* _任务说明 A_
根据下面那段学校电脑网络的题目描述，回答这三个小问题：
(i) 学校买的第一台电脑编号是几？
(ii) 近几年学校又买了多少台新电脑？
(iii) 按提示里的说法，S1 等于多少？
* _任务说明 B_
把下面那段学校电脑网络的题目描述从最后一句之后接着往下写。

Problem Description
A school bought the first computer some time ago(so this computer's id is 1). During the recent years the school bought N-1 new computers. Each new computer was connected to one of settled earlier. Managers of school are anxious about slow functioning of the net and want to know the maximum distance Si for which i-th computer needs to send signal (i.e. length of cable to the most distant computer). You need to provide this information.
Hint: the example input is corresponding to this graph. And from the graph, you can see that the computer 4 is farthest one from 1, so S1 = 3. Computer 4 and 5 are the farthest ones from 2, so S2 = 2. Computer 5 is the farthest one from 3, so S3 = 3. we also get S4 = 4, S5 = 4.

* _提供的资料_
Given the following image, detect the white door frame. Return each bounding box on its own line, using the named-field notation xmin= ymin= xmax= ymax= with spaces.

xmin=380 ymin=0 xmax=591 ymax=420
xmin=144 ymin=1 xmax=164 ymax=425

* _书面回答 A_
(i) 1
(ii) N-1 台
(iii) 3

* _书面回答 B_
Input
Input file contains multiple test cases.In each case there is natural number N (N<=10000) in the first line, followed by (N-1) lines with descriptions of computers. i-th line contains two natural numbers - number of computer, to which i-th computer is connected and length of cable used for connection. Total length of cable does not exceed 10^9. Numbers in lines of input are separated by a space.
Output
For each case output N lines. i-th line must contain number Si for i-th computer (1<=i<=N).
Sample Input
5
1 1
2 1
3 1
1 1
Sample Output
3
2
3
4
4 題目大意:抽象以後的問題很容易理解:給你一棵樹,讓你求出樹中任意一個節點到其他節點的最大距離。 解題思路:簡單的想法是對每個節點都調用一次bfs來求和樹中其他節點的距離的最大值,但是,這顯然會TLE。換種思路,先求出樹的直徑的兩個端點A 和 B , 那麼樹中任意一個節點C 在樹中距離其他節點的最大值一定是max{A -> C , B -> C} ,這樣,只需調用3次 bfs 就可以了,第一次以任意節點為起點進行bfs找端點A , 第二次是以端點A為起點進行 bfs 找端點B(此過程中同時求出了樹中其他節點到端點A的距離的值 ) , 第三次是以端點B為起點進行bfs , 此過程是為了求出樹中其他節點到端點 B 的距離的值 同時 求出max{A -> C , B -> C} 。 下面請看代碼:
#include<iostream>
#include<cstring>
#include<string>
#include<algorithm>
#include<cstdio>
#include<queue>
using namespace std ;
const int MAXN = 1e6 +7 ;
int n ;
struct Node
{
int adj ;
int dist ;
Node *next ;
};
Node *vert[MAXN] ;
int vis[MAXN] ; // 建立標記數組
int distmp[MAXN] ; // 記錄端點A到樹中其他節點的距離
int disans[MAXN] ; // 記錄 max{A -> C , B -> C}
queue<int> q ;
int bfs(int start)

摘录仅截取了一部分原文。